▸ EXERCISE A
In the inner chest workout text, where should your arms meet during cable crossovers?
▸ EXERCISE B
Go on with the inner chest workout text from the point where it stops.
━━━ SELECTED PASSAGE ━━━
3a. Cable Crossovers
Cable crossovers are a common but effective inner chest exercise. Really focus on squeezing your arms together at the mid-point of each rep to get the most from cable crossovers.
How to do it:
- Attach two D-shaped handles to the top pulleys on a cable crossover machine. Hold one handle in each hand and stand in the middle of the weight stacks, arms outstretched and about shoulder height. Brace your abs and adopt a split stance for balance. Lean forward slightly from your hips. Your elbows should be a little bent but rigid.
- Without bending your elbows further, draw your arms forward and down, so they meet in front of your hips.
- Return to the starting position and repeat for the allotted number of reps.
- On completion, immediately move to the next exercise.
3b. Diamond Push-ups
All push-up variations work your chest, but bringing your hands closer together and doing diamond push-ups increases inner pec activation. This hand position also works your triceps harder than wider push-ups.
How to do it:
- Kneel down and place your hands flat on the floor so that your thumb and first finger form a diamond shape, which is where this exercise gets its name.
- Supporting your weight on your hands, walk your feet back, so your body is straight. Brace your abs.
- Bend your arms and lower your chest to lightly touch the back of your hands. Push yourself back up and repeat, continuing until you can no longer do any more reps.
- Rest a moment and then go back to the previous exercise. Repeat the pairing twice more to do three complete supersets.
4. Narrow Grip Smith Machine Bench Press
While you have probably used a Smith machine for bench presses before, you’ve probably never done it like this! Push your inner pecs to the limit in safety using the narrow grip Smith machine bench press.
━━━ DATA EXCERPTS ━━━
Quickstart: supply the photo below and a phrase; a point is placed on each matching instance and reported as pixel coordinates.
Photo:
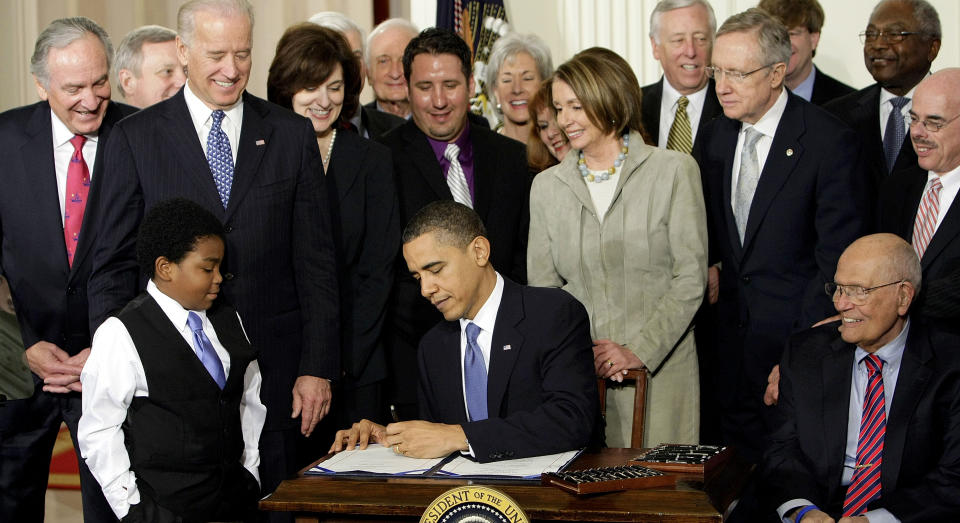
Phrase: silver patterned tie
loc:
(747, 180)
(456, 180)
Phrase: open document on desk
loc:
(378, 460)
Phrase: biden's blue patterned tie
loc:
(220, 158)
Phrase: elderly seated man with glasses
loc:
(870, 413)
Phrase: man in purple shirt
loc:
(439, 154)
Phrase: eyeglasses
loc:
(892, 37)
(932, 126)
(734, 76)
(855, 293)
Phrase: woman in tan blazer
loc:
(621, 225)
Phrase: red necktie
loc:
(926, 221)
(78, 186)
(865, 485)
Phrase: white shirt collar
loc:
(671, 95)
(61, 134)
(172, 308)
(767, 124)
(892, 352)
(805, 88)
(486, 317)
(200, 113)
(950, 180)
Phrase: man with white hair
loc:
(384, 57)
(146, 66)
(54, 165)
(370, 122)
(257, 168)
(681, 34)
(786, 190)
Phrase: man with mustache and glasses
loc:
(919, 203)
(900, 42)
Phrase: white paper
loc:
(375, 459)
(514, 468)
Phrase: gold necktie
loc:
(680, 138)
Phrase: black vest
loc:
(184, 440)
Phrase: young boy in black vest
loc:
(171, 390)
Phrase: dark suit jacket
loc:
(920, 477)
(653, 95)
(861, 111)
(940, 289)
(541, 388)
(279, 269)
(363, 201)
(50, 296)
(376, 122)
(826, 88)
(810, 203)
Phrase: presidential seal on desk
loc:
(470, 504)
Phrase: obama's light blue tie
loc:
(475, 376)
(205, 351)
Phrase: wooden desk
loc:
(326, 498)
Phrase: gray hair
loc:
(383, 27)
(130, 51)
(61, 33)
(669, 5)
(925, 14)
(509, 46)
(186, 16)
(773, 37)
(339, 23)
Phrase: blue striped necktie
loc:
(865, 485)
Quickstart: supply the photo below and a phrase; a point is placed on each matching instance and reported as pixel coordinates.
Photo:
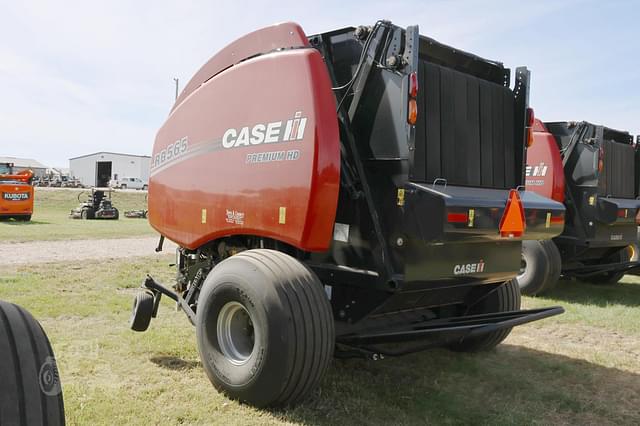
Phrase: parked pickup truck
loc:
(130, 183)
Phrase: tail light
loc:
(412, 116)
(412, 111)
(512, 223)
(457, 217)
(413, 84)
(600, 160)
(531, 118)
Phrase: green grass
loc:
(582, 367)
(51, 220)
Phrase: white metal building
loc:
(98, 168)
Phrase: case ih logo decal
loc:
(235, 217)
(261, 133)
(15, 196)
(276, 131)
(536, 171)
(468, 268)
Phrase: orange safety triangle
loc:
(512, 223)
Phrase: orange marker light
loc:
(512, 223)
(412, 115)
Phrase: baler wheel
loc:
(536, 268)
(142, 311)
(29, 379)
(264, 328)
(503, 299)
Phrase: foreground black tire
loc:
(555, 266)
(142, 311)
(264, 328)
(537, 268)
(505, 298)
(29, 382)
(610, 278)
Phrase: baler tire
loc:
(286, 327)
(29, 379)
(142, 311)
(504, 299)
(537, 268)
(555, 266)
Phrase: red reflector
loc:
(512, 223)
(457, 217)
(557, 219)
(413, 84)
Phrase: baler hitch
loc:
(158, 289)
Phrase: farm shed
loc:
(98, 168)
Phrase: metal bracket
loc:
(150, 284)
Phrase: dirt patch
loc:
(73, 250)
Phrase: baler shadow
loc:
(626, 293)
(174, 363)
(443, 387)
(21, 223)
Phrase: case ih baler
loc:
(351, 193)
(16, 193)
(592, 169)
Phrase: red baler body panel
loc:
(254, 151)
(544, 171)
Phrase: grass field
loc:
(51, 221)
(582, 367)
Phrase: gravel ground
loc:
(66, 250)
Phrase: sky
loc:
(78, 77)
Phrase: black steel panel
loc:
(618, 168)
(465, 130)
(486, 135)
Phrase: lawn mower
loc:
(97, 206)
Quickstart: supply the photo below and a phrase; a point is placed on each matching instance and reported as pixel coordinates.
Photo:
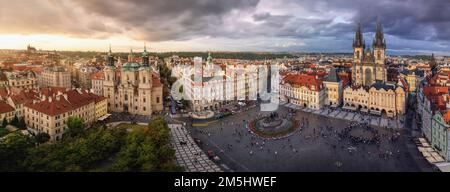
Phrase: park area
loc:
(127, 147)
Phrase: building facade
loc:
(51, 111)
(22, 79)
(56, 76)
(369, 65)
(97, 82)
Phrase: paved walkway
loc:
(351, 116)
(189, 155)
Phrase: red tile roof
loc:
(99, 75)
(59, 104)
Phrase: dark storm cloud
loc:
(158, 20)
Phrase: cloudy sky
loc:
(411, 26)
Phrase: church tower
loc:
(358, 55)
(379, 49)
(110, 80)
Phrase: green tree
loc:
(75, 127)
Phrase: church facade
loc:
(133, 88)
━━━
━━━ DATA EXCERPTS ━━━
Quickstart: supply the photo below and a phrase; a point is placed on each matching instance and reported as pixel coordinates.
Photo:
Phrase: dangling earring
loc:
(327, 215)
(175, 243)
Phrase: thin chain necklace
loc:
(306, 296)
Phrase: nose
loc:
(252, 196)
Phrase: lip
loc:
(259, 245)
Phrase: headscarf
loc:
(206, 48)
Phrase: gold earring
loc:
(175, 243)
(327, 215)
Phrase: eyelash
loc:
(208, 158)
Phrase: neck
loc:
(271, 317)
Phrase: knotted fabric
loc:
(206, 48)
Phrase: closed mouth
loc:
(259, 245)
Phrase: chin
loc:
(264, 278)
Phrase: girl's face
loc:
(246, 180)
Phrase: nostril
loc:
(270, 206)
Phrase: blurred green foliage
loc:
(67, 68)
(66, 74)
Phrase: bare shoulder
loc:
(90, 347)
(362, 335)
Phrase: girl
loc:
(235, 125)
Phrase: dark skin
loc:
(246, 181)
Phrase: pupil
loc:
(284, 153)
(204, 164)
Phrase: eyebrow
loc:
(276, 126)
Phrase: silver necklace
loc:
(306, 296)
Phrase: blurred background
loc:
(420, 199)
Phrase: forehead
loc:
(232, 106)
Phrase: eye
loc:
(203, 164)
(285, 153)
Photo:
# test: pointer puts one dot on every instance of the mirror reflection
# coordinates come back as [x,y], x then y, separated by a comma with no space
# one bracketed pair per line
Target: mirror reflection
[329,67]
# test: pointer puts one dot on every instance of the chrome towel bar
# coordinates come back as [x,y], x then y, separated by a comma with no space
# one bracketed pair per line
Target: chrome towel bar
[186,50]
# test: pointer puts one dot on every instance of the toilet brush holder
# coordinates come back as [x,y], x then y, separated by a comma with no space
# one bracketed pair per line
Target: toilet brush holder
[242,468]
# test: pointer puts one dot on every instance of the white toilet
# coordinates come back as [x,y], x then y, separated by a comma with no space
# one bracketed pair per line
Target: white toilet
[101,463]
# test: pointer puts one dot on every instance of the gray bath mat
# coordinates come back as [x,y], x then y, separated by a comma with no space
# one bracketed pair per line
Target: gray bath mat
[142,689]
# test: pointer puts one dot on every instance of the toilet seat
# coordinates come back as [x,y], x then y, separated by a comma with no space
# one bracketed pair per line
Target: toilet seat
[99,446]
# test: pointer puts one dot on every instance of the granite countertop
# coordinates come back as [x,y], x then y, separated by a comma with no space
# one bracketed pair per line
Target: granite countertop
━━━
▸ ANSWER AREA A
In front of your hips.

▸ ANSWER AREA B
How to do it:
- Place a flat bench crossways under the Smith machine bar. Lie on the bench, so the bar runs vertically down your body.
- Take a V-shaped lat pulldown bar and press it up and against the Smith machine barbell so you can use a narrow, parallel grip. The handle should be roughly level with the center of your chest.
- Pull your shoulders down and back, plant your feet on the floor, and brace your abs.
- Press the weight up and then bend your arms and lower the handle to just above your sternum. Push your hands inward as well as extending your arms upward to maximize inner pec engagement.
5. Svend Press
While we don’t know who Svend is or was, this exercise is an excellent way to finish off your inner pecs. Rather than doing several sets of Sven presses, your goal is to do 100 reps in as few sets as possible. So, rep out to failure, take a few deep breaths, and then go again. Continue until you’ve done all 100 reps and have a wicked chest pump!
How to do it:
- Stand with your feet shoulder-width apart, knees slightly bent, core braced, and shoulders down and back.
- Hold two light weight plates between the palms of your hands. Raise the weights to your chest and press your palms together, fingers pointing forward. Raise your elbows, so they’re roughly chest level.
- Pressing inward as hard as you can, extend your arms out in front of you and then bring the weights back to your chest.
- That’s one rep; keep going!
Depending on your genetics, working more on your inner chest could add a lot to the appearance of your upper body. Deep, separated pecs are very appealing, and if you are lean enough, that could be the difference between having a big chest and picture-perfect pecs.
Remember, though, that muscle shape is primarily determined by genetics, and some people naturally have better pec separation than others. Some lucky lifters may never need to train for increased inner pec development.
But, before you start blaming your genes for your flat mono-chest, try this workout to see just what you are capable of. After all, you won’t know unless you try!